● **Your goal**
The answer consists of one number: how many lines of the data below include the string "shirt".

Dataset entries
##############################
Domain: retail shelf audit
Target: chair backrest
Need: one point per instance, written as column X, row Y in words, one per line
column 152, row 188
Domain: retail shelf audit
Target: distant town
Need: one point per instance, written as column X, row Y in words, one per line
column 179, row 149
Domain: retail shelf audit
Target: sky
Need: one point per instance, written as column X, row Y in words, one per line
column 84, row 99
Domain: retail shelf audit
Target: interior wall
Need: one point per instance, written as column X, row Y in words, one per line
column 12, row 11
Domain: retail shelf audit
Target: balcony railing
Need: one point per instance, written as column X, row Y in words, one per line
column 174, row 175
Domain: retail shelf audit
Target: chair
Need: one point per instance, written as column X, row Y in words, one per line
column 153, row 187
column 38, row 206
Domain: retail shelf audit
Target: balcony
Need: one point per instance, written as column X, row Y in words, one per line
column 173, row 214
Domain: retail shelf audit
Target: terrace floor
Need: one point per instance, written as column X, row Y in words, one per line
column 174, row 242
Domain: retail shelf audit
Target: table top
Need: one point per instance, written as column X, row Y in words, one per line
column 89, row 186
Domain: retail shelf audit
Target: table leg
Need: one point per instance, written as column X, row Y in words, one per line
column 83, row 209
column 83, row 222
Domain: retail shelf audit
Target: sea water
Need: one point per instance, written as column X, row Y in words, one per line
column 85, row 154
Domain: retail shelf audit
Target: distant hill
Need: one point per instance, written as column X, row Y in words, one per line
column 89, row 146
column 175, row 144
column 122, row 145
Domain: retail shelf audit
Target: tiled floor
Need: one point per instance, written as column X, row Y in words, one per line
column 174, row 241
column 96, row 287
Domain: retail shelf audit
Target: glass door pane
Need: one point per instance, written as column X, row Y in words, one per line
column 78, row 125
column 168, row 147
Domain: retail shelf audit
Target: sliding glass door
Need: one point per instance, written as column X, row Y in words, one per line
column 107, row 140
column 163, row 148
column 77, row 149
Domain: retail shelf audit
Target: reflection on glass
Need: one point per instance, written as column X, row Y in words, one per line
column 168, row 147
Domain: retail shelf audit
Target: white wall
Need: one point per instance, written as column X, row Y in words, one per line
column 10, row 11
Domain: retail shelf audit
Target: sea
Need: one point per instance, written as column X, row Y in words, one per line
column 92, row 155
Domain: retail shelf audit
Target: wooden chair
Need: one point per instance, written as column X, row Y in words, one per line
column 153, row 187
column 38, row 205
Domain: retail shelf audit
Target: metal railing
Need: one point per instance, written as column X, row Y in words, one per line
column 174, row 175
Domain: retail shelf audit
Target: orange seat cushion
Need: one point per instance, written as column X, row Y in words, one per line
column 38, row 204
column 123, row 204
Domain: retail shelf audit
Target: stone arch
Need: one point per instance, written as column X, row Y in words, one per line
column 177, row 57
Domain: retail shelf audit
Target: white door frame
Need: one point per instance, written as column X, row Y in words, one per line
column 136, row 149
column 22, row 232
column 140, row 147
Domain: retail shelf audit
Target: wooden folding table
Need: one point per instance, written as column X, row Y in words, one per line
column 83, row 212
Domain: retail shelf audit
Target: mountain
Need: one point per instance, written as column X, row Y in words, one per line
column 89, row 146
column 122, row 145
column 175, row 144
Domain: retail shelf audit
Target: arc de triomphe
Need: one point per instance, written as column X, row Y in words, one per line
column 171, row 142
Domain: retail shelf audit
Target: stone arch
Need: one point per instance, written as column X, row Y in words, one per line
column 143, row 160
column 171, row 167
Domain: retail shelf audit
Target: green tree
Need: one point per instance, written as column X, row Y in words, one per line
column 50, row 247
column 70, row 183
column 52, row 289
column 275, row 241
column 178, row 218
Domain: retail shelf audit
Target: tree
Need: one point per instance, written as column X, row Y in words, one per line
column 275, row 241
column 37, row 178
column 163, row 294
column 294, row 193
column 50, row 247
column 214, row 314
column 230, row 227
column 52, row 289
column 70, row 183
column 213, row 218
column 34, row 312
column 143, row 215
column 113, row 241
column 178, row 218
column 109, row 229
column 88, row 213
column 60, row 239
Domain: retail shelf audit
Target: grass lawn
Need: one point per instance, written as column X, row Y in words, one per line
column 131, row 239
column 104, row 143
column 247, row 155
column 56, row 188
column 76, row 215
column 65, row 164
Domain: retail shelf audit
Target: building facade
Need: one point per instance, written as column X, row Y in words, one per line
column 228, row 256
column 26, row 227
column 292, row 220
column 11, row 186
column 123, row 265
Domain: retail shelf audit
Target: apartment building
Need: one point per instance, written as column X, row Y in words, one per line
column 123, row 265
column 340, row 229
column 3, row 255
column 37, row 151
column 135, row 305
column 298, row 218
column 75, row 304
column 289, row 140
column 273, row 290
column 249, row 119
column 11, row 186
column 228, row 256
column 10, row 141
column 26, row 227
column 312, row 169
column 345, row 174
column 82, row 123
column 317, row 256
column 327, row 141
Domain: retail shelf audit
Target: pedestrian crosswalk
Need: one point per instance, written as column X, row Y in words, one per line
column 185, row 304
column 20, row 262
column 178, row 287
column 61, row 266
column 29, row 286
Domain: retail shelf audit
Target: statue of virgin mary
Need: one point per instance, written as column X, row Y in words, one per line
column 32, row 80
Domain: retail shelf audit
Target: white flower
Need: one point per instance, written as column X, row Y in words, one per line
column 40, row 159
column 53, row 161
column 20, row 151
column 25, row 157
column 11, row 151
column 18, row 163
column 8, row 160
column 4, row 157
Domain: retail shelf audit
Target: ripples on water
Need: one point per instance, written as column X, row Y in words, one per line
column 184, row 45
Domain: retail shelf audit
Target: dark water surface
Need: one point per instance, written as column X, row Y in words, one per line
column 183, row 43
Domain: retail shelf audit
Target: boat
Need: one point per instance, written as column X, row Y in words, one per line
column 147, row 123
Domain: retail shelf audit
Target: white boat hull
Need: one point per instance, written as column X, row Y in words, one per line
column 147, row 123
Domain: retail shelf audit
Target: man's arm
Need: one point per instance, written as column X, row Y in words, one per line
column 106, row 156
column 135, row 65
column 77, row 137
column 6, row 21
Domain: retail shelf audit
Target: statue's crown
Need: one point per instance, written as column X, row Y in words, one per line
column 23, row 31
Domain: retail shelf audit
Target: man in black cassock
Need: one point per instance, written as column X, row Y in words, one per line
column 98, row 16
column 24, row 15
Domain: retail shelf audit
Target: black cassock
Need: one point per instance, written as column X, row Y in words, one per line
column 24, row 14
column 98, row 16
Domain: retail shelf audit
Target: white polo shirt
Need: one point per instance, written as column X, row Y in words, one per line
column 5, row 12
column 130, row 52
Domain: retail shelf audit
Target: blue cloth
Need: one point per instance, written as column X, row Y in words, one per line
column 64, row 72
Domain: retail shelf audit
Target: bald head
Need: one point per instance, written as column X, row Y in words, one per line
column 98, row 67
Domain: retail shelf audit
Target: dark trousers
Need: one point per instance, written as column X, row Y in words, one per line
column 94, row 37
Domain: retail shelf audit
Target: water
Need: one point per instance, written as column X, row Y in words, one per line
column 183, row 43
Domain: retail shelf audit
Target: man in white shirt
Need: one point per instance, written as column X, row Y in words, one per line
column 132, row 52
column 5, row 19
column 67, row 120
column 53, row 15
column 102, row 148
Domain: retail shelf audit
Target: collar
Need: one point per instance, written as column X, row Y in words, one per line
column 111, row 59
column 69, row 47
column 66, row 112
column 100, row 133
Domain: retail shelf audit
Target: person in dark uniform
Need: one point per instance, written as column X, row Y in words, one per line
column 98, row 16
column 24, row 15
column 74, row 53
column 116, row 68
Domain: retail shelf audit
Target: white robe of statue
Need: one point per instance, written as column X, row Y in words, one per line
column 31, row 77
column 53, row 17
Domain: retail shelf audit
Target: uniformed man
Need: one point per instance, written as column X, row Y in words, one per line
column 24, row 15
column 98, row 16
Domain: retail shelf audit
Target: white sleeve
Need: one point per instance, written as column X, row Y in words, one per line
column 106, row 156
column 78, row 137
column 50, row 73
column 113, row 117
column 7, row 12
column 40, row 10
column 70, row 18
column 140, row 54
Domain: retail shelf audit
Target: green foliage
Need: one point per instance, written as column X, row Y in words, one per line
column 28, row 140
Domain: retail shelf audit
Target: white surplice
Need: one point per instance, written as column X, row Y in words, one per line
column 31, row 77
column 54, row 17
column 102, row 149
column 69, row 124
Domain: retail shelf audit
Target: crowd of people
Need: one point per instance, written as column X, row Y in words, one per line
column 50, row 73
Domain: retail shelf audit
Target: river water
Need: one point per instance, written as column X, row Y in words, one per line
##############################
● **Exercise answer**
2